PROVIDED TEXT >>

Syntactic Uninvert
- Short Description:
Syntactic uninvert the input phrase.
- Full Description:
This flow strips out non-information words (such as NOS, NEC);
and then uninvert phrase around commas if the words after comma is not a conjunction words (such as about, beneath, where, yet).
Non-information words are defined in file "data/misc/nonInfoWords.data".
Conjunction words are defined in file "data/misc/conjunctionWord.data".
Both non-information words and conjunction words are configurable.
No effect on the -m option. "none" is added at the end of the output.
- Difference:
- The Java version drops comma if comma is at the end of the word after stripping the non-information words, such as "Kyphosis, NOS".
- The Java version does not uninvert words if it is a conjunction word shows up after a comma at any position of the words; while the "C" version does not uninvert only if a conjunction word show up after the first comma.
- Features:
- Strip non-information words.
- Tokenize phrase by using commas as delimiters.
- Check if the word after commas is a conjunction word.
- Uninvert input phrases around commas if above condition is false.
- Symbol:
S
- Examples:
shell> lvg -f:S
Angioplasty, Transluminal, Percutaneous Coronary
Angioplasty, Transluminal, Percutaneous Coronary|Percutaneous Coronary Transluminal Angioplasty|2047|16777215|S|1|
Kyphosis, NOS
Kyphosis, NOS|Kyphosis|2047|16777215|S|1|
Sedative, hypnotic, or anxiolytic amnestic disorder
Sedative, hypnotic, or anxiolytic amnestic disorder|Sedative, hypnotic, or anxiolytic amnestic disorder|2047|16777215|S|1|
More examples
Implementation Logic:
- Strip non-information words.
- Tokenize phrases by using commas as delimiters.
- Compose tokens in the reverse order if the word after comma is not a conjunction words.
Source Code: ToSyntacticUninvert.java
Hierarchy: Object -> Transformation -> ToSyntacticUninvert

DATA >>

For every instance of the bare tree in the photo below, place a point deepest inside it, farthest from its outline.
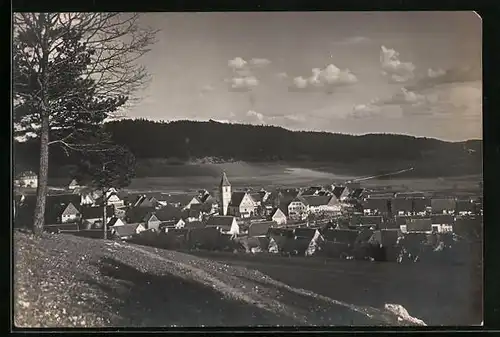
(72, 71)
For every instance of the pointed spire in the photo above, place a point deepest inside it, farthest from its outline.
(224, 181)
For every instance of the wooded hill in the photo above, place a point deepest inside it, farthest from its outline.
(188, 140)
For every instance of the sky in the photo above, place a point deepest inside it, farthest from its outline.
(416, 73)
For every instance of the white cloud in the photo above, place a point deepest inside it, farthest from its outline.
(243, 83)
(237, 63)
(392, 66)
(300, 82)
(435, 73)
(328, 77)
(255, 117)
(207, 88)
(282, 75)
(353, 40)
(260, 62)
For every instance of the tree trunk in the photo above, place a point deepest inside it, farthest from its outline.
(41, 192)
(104, 220)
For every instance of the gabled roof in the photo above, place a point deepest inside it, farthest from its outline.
(402, 204)
(377, 204)
(237, 198)
(423, 224)
(89, 212)
(356, 193)
(220, 221)
(259, 228)
(277, 211)
(371, 220)
(272, 231)
(421, 204)
(338, 190)
(257, 197)
(386, 238)
(113, 221)
(224, 182)
(304, 233)
(440, 205)
(169, 212)
(136, 214)
(27, 174)
(316, 200)
(442, 219)
(73, 183)
(70, 209)
(464, 206)
(126, 229)
(401, 220)
(194, 224)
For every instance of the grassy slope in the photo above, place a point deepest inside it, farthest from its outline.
(63, 281)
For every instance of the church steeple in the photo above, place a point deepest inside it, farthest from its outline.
(224, 182)
(225, 194)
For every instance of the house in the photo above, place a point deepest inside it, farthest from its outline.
(151, 221)
(469, 227)
(114, 199)
(297, 209)
(192, 214)
(311, 235)
(27, 179)
(465, 207)
(194, 225)
(375, 221)
(442, 223)
(410, 195)
(421, 206)
(402, 206)
(417, 225)
(288, 244)
(400, 222)
(202, 197)
(204, 238)
(165, 226)
(356, 193)
(340, 192)
(114, 221)
(137, 214)
(241, 205)
(443, 205)
(127, 231)
(94, 215)
(225, 224)
(170, 213)
(376, 206)
(259, 228)
(70, 214)
(337, 242)
(278, 216)
(74, 185)
(144, 202)
(87, 198)
(318, 203)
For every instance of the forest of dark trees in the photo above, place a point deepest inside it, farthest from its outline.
(187, 140)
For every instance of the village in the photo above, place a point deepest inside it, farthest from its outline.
(348, 221)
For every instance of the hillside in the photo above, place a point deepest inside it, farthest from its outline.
(68, 281)
(193, 142)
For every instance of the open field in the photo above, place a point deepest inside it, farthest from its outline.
(438, 294)
(177, 178)
(67, 281)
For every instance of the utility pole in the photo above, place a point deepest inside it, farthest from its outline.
(105, 204)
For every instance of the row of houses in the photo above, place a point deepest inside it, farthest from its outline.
(420, 206)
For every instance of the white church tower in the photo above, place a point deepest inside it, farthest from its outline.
(225, 194)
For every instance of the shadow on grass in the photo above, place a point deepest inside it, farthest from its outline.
(143, 299)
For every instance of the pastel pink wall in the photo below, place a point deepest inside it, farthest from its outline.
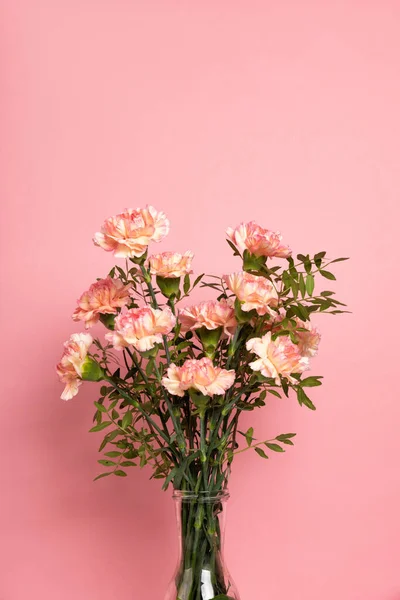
(286, 112)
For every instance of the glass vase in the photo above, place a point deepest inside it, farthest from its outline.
(201, 573)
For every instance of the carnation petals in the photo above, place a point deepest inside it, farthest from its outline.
(105, 296)
(141, 328)
(69, 369)
(200, 375)
(211, 314)
(276, 358)
(129, 233)
(258, 241)
(171, 264)
(254, 292)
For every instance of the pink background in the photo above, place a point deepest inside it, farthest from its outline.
(286, 112)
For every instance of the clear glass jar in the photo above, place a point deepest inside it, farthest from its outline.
(201, 573)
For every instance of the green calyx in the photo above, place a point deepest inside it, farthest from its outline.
(139, 260)
(108, 321)
(209, 339)
(169, 286)
(200, 401)
(243, 316)
(251, 262)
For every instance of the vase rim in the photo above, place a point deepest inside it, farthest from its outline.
(205, 496)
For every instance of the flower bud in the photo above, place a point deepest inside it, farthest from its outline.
(108, 321)
(241, 315)
(91, 370)
(169, 286)
(251, 262)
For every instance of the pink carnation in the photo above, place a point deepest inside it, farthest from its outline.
(171, 264)
(128, 234)
(257, 240)
(105, 296)
(200, 375)
(279, 357)
(142, 328)
(69, 369)
(210, 314)
(308, 340)
(254, 292)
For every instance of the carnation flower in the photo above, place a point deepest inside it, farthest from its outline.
(171, 264)
(105, 296)
(69, 369)
(254, 292)
(200, 375)
(142, 328)
(308, 341)
(128, 234)
(258, 241)
(280, 357)
(211, 314)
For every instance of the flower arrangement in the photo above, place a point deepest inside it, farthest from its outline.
(176, 379)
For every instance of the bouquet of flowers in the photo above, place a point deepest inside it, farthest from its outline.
(176, 377)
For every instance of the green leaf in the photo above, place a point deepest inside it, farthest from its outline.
(127, 419)
(120, 473)
(311, 382)
(274, 447)
(327, 275)
(304, 399)
(302, 285)
(186, 284)
(261, 452)
(310, 283)
(100, 407)
(100, 426)
(249, 436)
(102, 475)
(197, 280)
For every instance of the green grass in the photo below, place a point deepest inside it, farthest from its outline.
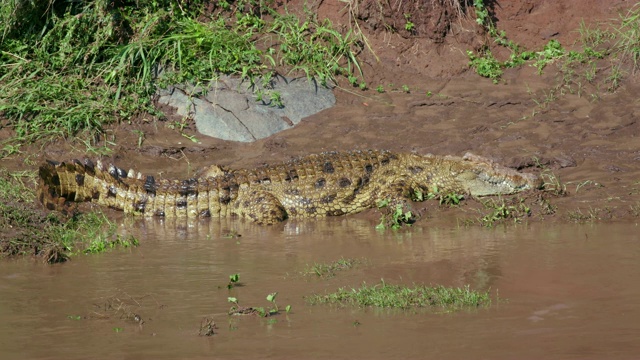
(328, 270)
(616, 41)
(29, 230)
(501, 211)
(385, 295)
(69, 68)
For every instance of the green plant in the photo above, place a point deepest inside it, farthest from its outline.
(451, 199)
(409, 26)
(385, 295)
(73, 67)
(233, 280)
(499, 211)
(482, 13)
(236, 309)
(275, 99)
(552, 51)
(485, 65)
(552, 183)
(393, 219)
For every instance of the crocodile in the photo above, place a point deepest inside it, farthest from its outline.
(324, 184)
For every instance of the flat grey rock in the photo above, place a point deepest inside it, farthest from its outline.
(230, 109)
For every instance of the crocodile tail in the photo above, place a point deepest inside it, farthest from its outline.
(79, 181)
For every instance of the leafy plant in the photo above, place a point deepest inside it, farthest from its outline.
(385, 295)
(233, 280)
(395, 218)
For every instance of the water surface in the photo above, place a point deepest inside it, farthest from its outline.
(566, 292)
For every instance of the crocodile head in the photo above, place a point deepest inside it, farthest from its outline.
(482, 177)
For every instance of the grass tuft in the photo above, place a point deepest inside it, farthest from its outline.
(385, 295)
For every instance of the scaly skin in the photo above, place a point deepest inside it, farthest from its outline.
(326, 184)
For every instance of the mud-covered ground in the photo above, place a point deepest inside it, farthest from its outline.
(586, 143)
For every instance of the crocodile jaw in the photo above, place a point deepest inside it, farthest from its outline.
(483, 177)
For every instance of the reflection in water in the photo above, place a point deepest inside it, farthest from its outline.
(571, 292)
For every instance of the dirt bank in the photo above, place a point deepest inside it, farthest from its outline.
(432, 102)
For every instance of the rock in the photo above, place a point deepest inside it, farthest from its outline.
(229, 109)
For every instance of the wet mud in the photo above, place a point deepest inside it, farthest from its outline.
(564, 281)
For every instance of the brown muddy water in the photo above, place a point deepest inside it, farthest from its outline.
(567, 292)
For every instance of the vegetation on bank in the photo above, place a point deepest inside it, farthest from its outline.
(72, 67)
(608, 52)
(385, 295)
(49, 236)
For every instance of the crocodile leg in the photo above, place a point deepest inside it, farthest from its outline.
(259, 206)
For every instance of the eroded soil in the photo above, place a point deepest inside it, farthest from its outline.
(588, 140)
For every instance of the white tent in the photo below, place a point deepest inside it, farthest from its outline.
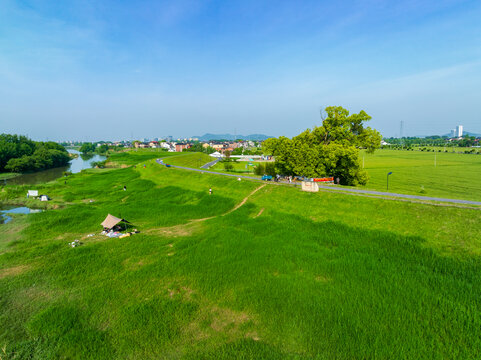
(33, 193)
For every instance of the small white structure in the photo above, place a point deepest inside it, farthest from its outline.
(32, 193)
(459, 131)
(310, 186)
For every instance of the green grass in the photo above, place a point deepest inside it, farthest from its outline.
(137, 156)
(287, 275)
(456, 176)
(239, 167)
(189, 159)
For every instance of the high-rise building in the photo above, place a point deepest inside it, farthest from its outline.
(459, 131)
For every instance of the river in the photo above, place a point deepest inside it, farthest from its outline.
(76, 165)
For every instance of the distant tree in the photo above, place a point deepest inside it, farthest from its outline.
(102, 149)
(20, 154)
(331, 149)
(87, 148)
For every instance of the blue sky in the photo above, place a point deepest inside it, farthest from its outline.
(90, 70)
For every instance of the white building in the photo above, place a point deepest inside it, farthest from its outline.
(459, 131)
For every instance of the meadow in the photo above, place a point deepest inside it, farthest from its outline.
(448, 175)
(253, 271)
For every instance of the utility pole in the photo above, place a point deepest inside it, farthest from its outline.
(401, 134)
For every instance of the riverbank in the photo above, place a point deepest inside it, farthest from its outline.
(5, 176)
(247, 269)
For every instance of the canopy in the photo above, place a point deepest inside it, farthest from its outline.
(110, 221)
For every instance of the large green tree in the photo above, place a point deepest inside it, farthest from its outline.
(331, 149)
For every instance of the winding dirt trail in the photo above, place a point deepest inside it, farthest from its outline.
(185, 229)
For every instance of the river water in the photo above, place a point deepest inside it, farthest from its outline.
(76, 165)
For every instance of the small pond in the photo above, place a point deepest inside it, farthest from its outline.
(5, 211)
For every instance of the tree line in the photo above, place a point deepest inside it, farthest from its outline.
(21, 154)
(331, 149)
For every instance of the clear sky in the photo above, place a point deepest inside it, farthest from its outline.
(106, 69)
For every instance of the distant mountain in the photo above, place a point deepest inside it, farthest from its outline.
(208, 137)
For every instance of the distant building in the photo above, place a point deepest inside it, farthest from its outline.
(459, 131)
(179, 147)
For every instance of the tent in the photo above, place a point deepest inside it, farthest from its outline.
(33, 193)
(216, 154)
(110, 221)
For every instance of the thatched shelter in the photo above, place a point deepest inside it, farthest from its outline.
(111, 221)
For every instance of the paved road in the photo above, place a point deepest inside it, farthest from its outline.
(208, 165)
(346, 190)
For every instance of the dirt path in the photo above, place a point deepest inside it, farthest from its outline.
(349, 191)
(244, 200)
(188, 228)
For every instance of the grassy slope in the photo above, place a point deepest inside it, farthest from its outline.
(188, 159)
(455, 176)
(314, 275)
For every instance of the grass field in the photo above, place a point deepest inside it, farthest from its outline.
(239, 167)
(8, 175)
(267, 274)
(456, 176)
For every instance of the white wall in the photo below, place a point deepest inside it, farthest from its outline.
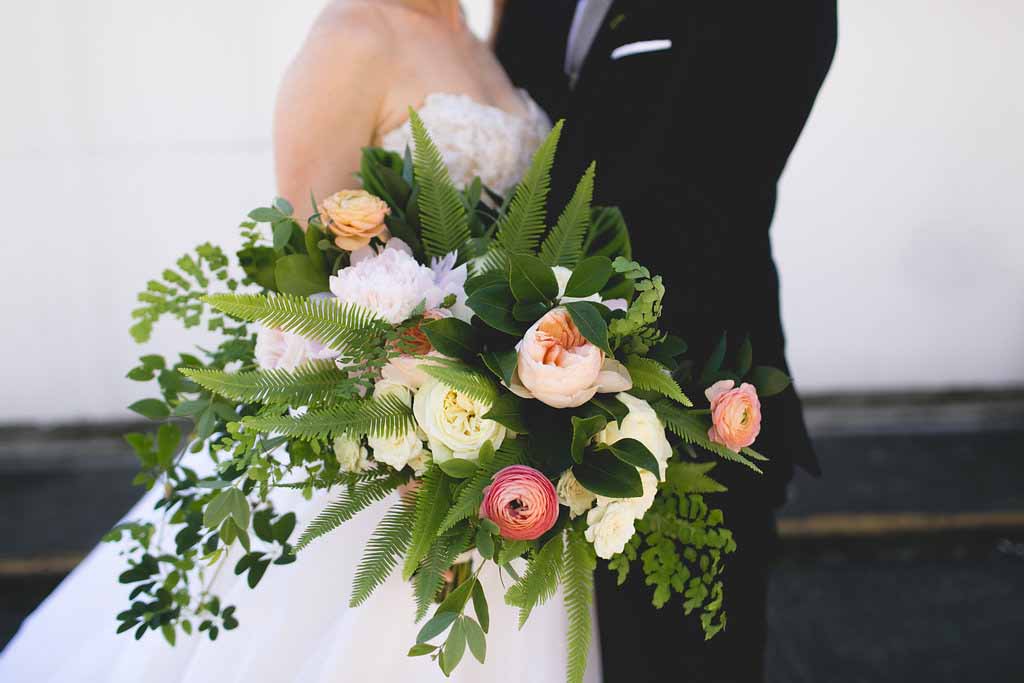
(133, 130)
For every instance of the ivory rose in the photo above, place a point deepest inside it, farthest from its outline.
(454, 422)
(353, 217)
(521, 501)
(557, 365)
(735, 414)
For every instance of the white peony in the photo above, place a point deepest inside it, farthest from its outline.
(454, 422)
(391, 284)
(609, 527)
(572, 495)
(400, 450)
(351, 455)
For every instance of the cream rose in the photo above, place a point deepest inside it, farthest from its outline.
(454, 422)
(350, 454)
(353, 217)
(558, 367)
(572, 495)
(609, 527)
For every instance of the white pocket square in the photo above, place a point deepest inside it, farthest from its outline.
(641, 47)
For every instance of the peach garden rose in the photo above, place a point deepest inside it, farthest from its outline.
(353, 217)
(557, 366)
(735, 414)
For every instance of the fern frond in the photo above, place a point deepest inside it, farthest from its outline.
(432, 501)
(462, 378)
(385, 546)
(442, 215)
(467, 503)
(650, 375)
(386, 417)
(541, 580)
(563, 246)
(578, 587)
(343, 327)
(692, 429)
(429, 578)
(310, 383)
(352, 500)
(520, 227)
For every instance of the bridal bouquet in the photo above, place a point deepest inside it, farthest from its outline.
(510, 379)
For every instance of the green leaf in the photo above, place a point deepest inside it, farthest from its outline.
(480, 606)
(584, 430)
(530, 280)
(493, 304)
(442, 216)
(154, 409)
(475, 639)
(435, 627)
(458, 468)
(768, 381)
(297, 274)
(453, 338)
(432, 503)
(563, 246)
(636, 454)
(578, 582)
(590, 323)
(589, 278)
(649, 375)
(606, 475)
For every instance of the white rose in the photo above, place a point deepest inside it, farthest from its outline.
(350, 454)
(454, 422)
(572, 495)
(609, 527)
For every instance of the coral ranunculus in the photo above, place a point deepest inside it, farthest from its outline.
(735, 414)
(353, 217)
(522, 502)
(558, 367)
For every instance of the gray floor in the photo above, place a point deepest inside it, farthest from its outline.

OBJECTIVES >>
1/ Answer these from the Syntactic Uninvert page:
(a) In which file are conjunction words defined?
(b) What symbol does the page give for this flow?
(c) What class hierarchy does the page list?
2/ Rewrite the part of the Syntactic Uninvert page starting with "No effect on" and going on through "condition is false.", changing every "Java version" to "Java implementation".

RESULTS OF THE TASKS >>
1/
(a) data/misc/conjunctionWord.data
(b) S
(c) Object -> Transformation -> ToSyntacticUninvert

2/
No effect on the -m option. "none" is added at the end of the output.
- Difference:
- The Java implementation drops comma if comma is at the end of the word after stripping the non-information words, such as "Kyphosis, NOS".
- The Java implementation does not uninvert words if it is a conjunction word shows up after a comma at any position of the words; while the "C" version does not uninvert only if a conjunction word show up after the first comma.
- Features:
- Strip non-information words.
- Tokenize phrase by using commas as delimiters.
- Check if the word after commas is a conjunction word.
- Uninvert input phrases around commas if above condition is false.